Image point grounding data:
== == ==
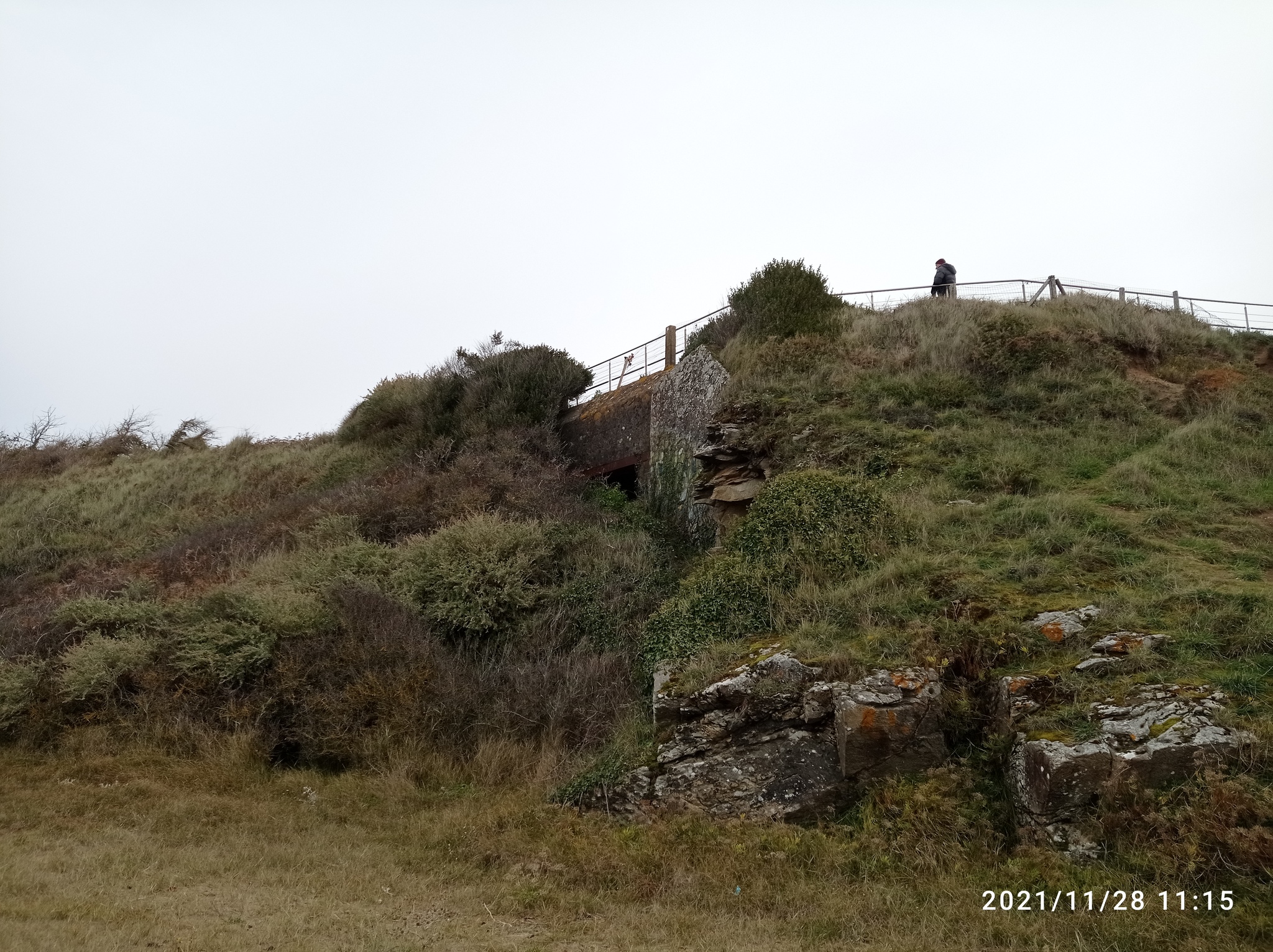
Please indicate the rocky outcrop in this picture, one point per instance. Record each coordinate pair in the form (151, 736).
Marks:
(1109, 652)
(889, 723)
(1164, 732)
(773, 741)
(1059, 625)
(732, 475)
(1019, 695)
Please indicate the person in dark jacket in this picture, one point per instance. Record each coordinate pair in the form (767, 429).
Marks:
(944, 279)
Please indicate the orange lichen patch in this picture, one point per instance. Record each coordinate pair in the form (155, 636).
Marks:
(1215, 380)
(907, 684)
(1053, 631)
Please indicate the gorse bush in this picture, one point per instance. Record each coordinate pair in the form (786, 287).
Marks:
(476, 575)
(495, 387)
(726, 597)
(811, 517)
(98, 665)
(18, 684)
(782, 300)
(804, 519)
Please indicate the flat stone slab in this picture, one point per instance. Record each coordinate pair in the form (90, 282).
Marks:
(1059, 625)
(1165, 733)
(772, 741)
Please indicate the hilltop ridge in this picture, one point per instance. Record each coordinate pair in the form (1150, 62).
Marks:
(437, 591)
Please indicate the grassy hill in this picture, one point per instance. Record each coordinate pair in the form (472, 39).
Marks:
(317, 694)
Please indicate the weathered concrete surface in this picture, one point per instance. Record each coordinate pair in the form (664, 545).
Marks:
== == ==
Work to be completed — Print every entry above again without changing a word, and omit the pictures.

Response —
Please indicate the rocky outcrop in this picture, one point per instance. Record each coordinate pair in the form (151, 736).
Marks:
(1109, 652)
(889, 723)
(1164, 732)
(773, 741)
(1059, 625)
(732, 475)
(1019, 695)
Please indicate the person in dark jacket in this picture, one point per instance. Record each coordinate pair in the form (767, 429).
Marks:
(944, 279)
Please indicate the orange lichen patch in this picture, one point per instance. Record each coordinate pair in the form (155, 636).
Marks:
(1215, 380)
(907, 684)
(1053, 631)
Please indicate the gorse bush in this picture, one point per instance. Record each coordinate pair in the form (786, 287).
Marks:
(476, 575)
(495, 387)
(726, 597)
(811, 517)
(98, 665)
(18, 684)
(782, 300)
(804, 519)
Please indicate the flat stone slab in this picture, one point per instance. Record each coordinate pair in the form (90, 282).
Marks:
(1059, 625)
(1165, 733)
(772, 741)
Please indicate the hilltop ridge in this picture, one point per instance. Record each coordinate pair in the form (1150, 62).
Marks:
(437, 591)
Please indicate the grassy hill in this picture, one point per instance. Record each coordinate pair in the form (472, 39).
Marks:
(317, 694)
Please indicate the weathered concrete surface in this picture, one point per instance. Record each coordinate pair in the form (664, 545).
Marks:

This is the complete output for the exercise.